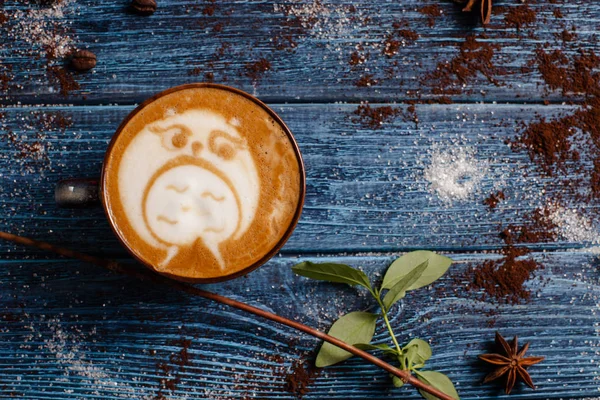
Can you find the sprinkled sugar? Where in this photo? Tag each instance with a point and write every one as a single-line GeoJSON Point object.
{"type": "Point", "coordinates": [455, 173]}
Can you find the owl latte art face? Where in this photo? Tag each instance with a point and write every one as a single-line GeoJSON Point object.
{"type": "Point", "coordinates": [202, 183]}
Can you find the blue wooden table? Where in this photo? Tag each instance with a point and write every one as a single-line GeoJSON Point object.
{"type": "Point", "coordinates": [71, 330]}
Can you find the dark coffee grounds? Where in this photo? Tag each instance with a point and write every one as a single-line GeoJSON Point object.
{"type": "Point", "coordinates": [432, 12]}
{"type": "Point", "coordinates": [255, 70]}
{"type": "Point", "coordinates": [300, 377]}
{"type": "Point", "coordinates": [374, 118]}
{"type": "Point", "coordinates": [357, 58]}
{"type": "Point", "coordinates": [63, 79]}
{"type": "Point", "coordinates": [493, 199]}
{"type": "Point", "coordinates": [366, 80]}
{"type": "Point", "coordinates": [566, 36]}
{"type": "Point", "coordinates": [475, 59]}
{"type": "Point", "coordinates": [503, 280]}
{"type": "Point", "coordinates": [520, 17]}
{"type": "Point", "coordinates": [407, 34]}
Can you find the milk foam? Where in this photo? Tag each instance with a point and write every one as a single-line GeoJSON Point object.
{"type": "Point", "coordinates": [189, 177]}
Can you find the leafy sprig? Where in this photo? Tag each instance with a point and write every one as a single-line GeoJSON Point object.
{"type": "Point", "coordinates": [409, 272]}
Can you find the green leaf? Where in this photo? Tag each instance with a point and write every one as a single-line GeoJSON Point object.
{"type": "Point", "coordinates": [423, 350]}
{"type": "Point", "coordinates": [438, 381]}
{"type": "Point", "coordinates": [339, 273]}
{"type": "Point", "coordinates": [384, 347]}
{"type": "Point", "coordinates": [355, 327]}
{"type": "Point", "coordinates": [397, 381]}
{"type": "Point", "coordinates": [436, 267]}
{"type": "Point", "coordinates": [411, 356]}
{"type": "Point", "coordinates": [398, 291]}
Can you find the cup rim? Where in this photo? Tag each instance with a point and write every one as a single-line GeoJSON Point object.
{"type": "Point", "coordinates": [291, 227]}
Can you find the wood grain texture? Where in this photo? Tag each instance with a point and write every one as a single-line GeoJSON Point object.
{"type": "Point", "coordinates": [72, 331]}
{"type": "Point", "coordinates": [366, 188]}
{"type": "Point", "coordinates": [138, 57]}
{"type": "Point", "coordinates": [75, 331]}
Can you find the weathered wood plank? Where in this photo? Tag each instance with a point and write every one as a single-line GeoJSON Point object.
{"type": "Point", "coordinates": [74, 331]}
{"type": "Point", "coordinates": [181, 42]}
{"type": "Point", "coordinates": [366, 188]}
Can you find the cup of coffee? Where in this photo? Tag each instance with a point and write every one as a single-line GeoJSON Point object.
{"type": "Point", "coordinates": [201, 182]}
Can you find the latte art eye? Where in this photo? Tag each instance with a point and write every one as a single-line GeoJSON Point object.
{"type": "Point", "coordinates": [225, 151]}
{"type": "Point", "coordinates": [224, 145]}
{"type": "Point", "coordinates": [179, 140]}
{"type": "Point", "coordinates": [173, 137]}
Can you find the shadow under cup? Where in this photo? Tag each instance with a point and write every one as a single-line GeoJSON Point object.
{"type": "Point", "coordinates": [202, 183]}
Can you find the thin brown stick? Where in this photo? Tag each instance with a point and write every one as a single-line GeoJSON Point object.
{"type": "Point", "coordinates": [148, 276]}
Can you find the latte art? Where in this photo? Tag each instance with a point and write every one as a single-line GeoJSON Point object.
{"type": "Point", "coordinates": [200, 182]}
{"type": "Point", "coordinates": [203, 185]}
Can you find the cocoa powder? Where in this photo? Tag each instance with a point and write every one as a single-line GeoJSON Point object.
{"type": "Point", "coordinates": [374, 118]}
{"type": "Point", "coordinates": [300, 377]}
{"type": "Point", "coordinates": [432, 12]}
{"type": "Point", "coordinates": [475, 59]}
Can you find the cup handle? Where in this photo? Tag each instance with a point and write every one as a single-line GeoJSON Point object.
{"type": "Point", "coordinates": [77, 193]}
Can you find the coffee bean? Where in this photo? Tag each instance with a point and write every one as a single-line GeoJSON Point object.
{"type": "Point", "coordinates": [144, 7]}
{"type": "Point", "coordinates": [83, 60]}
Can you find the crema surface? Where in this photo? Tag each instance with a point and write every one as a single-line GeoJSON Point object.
{"type": "Point", "coordinates": [202, 183]}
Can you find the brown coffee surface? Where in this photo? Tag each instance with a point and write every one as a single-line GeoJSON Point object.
{"type": "Point", "coordinates": [248, 166]}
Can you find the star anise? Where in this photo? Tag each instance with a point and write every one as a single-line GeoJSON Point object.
{"type": "Point", "coordinates": [512, 363]}
{"type": "Point", "coordinates": [485, 5]}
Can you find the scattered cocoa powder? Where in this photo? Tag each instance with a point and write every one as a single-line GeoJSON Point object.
{"type": "Point", "coordinates": [170, 377]}
{"type": "Point", "coordinates": [493, 199]}
{"type": "Point", "coordinates": [408, 35]}
{"type": "Point", "coordinates": [366, 80]}
{"type": "Point", "coordinates": [300, 377]}
{"type": "Point", "coordinates": [374, 118]}
{"type": "Point", "coordinates": [432, 12]}
{"type": "Point", "coordinates": [566, 36]}
{"type": "Point", "coordinates": [503, 280]}
{"type": "Point", "coordinates": [557, 13]}
{"type": "Point", "coordinates": [474, 58]}
{"type": "Point", "coordinates": [255, 70]}
{"type": "Point", "coordinates": [61, 77]}
{"type": "Point", "coordinates": [520, 16]}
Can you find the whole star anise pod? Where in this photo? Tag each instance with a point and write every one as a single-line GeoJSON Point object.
{"type": "Point", "coordinates": [512, 363]}
{"type": "Point", "coordinates": [485, 5]}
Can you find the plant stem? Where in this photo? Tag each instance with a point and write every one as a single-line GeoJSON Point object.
{"type": "Point", "coordinates": [148, 276]}
{"type": "Point", "coordinates": [387, 322]}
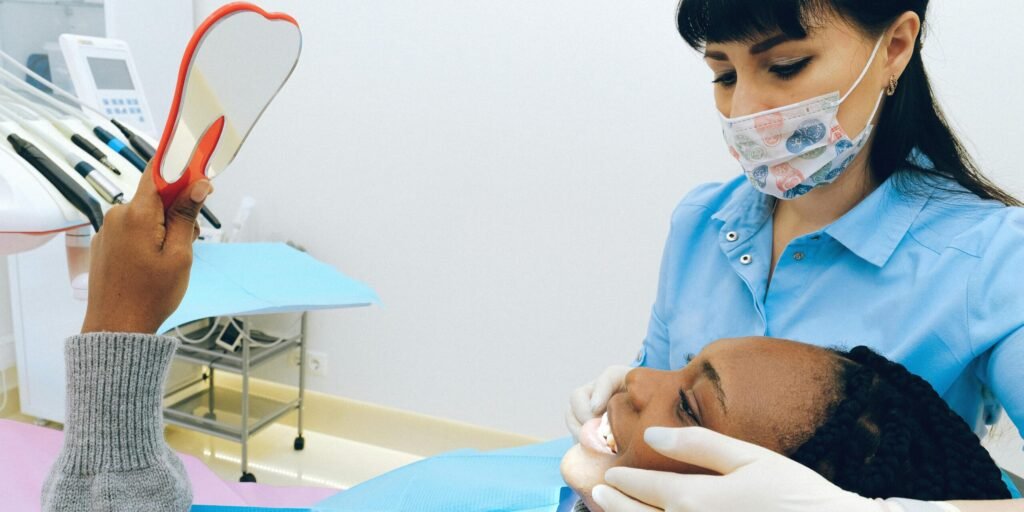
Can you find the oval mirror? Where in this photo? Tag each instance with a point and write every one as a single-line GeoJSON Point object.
{"type": "Point", "coordinates": [232, 68]}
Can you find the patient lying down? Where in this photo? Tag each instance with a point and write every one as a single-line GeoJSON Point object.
{"type": "Point", "coordinates": [865, 423]}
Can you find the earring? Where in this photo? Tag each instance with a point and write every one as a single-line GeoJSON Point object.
{"type": "Point", "coordinates": [893, 82]}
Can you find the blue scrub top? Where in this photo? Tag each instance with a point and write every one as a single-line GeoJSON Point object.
{"type": "Point", "coordinates": [931, 279]}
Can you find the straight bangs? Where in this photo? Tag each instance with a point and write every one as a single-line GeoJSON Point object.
{"type": "Point", "coordinates": [702, 22]}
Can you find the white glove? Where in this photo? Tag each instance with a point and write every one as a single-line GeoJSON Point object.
{"type": "Point", "coordinates": [590, 400]}
{"type": "Point", "coordinates": [753, 478]}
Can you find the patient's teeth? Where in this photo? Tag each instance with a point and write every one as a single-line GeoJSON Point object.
{"type": "Point", "coordinates": [605, 431]}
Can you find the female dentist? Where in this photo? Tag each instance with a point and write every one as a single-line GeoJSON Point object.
{"type": "Point", "coordinates": [859, 218]}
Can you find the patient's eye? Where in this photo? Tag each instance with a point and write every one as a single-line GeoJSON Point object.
{"type": "Point", "coordinates": [685, 409]}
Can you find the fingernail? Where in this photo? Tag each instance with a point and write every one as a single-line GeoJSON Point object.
{"type": "Point", "coordinates": [657, 437]}
{"type": "Point", "coordinates": [201, 190]}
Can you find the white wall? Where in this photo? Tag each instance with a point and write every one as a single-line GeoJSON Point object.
{"type": "Point", "coordinates": [503, 174]}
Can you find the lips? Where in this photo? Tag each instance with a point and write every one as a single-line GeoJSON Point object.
{"type": "Point", "coordinates": [596, 436]}
{"type": "Point", "coordinates": [604, 430]}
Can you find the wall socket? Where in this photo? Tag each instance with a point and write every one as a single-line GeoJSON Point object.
{"type": "Point", "coordinates": [315, 361]}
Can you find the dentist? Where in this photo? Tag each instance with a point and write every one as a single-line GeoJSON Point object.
{"type": "Point", "coordinates": [858, 218]}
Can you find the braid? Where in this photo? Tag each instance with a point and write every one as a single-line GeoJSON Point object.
{"type": "Point", "coordinates": [891, 435]}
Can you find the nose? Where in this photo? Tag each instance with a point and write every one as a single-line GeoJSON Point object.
{"type": "Point", "coordinates": [640, 386]}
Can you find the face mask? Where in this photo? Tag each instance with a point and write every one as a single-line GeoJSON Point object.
{"type": "Point", "coordinates": [787, 152]}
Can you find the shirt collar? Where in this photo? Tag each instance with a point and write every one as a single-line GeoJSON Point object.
{"type": "Point", "coordinates": [876, 226]}
{"type": "Point", "coordinates": [871, 229]}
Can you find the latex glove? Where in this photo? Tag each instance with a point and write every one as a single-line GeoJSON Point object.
{"type": "Point", "coordinates": [753, 478]}
{"type": "Point", "coordinates": [140, 260]}
{"type": "Point", "coordinates": [590, 400]}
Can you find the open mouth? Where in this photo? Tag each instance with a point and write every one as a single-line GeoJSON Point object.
{"type": "Point", "coordinates": [596, 434]}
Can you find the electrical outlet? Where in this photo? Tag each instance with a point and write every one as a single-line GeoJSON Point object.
{"type": "Point", "coordinates": [316, 364]}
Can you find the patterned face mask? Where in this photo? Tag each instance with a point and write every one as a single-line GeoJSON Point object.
{"type": "Point", "coordinates": [787, 152]}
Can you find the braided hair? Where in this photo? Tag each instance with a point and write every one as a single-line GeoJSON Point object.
{"type": "Point", "coordinates": [890, 435]}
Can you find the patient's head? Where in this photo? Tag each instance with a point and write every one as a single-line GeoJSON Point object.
{"type": "Point", "coordinates": [861, 421]}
● ● ● ● ● ● ●
Reproduce exactly the line containing "Can you find the open" and every line after it through the end of the records above, and nothing else.

■ Exercise answer ■
Can you find the open mouth? Where in this photo? Tag each instance with a point and write every one as a single-line GeoJSON Point object.
{"type": "Point", "coordinates": [596, 434]}
Can you find the electrical outlet? Where in this photo? Tag each instance with a point and write every one as a single-line GeoJSON Point object.
{"type": "Point", "coordinates": [316, 364]}
Can you find the patterned face mask? Where in this photo? Tag each instance with a point and write every one as a single-line GeoJSON Point object.
{"type": "Point", "coordinates": [787, 152]}
Can you find the braided hair? Where in this photo? Tag each instance with a point and write every one as a single-line GeoJSON Point object.
{"type": "Point", "coordinates": [890, 435]}
Can you find the patient's head? Where in this photo? Tag each instance with a point and write every one as a single-line GeoJSON Point object.
{"type": "Point", "coordinates": [861, 421]}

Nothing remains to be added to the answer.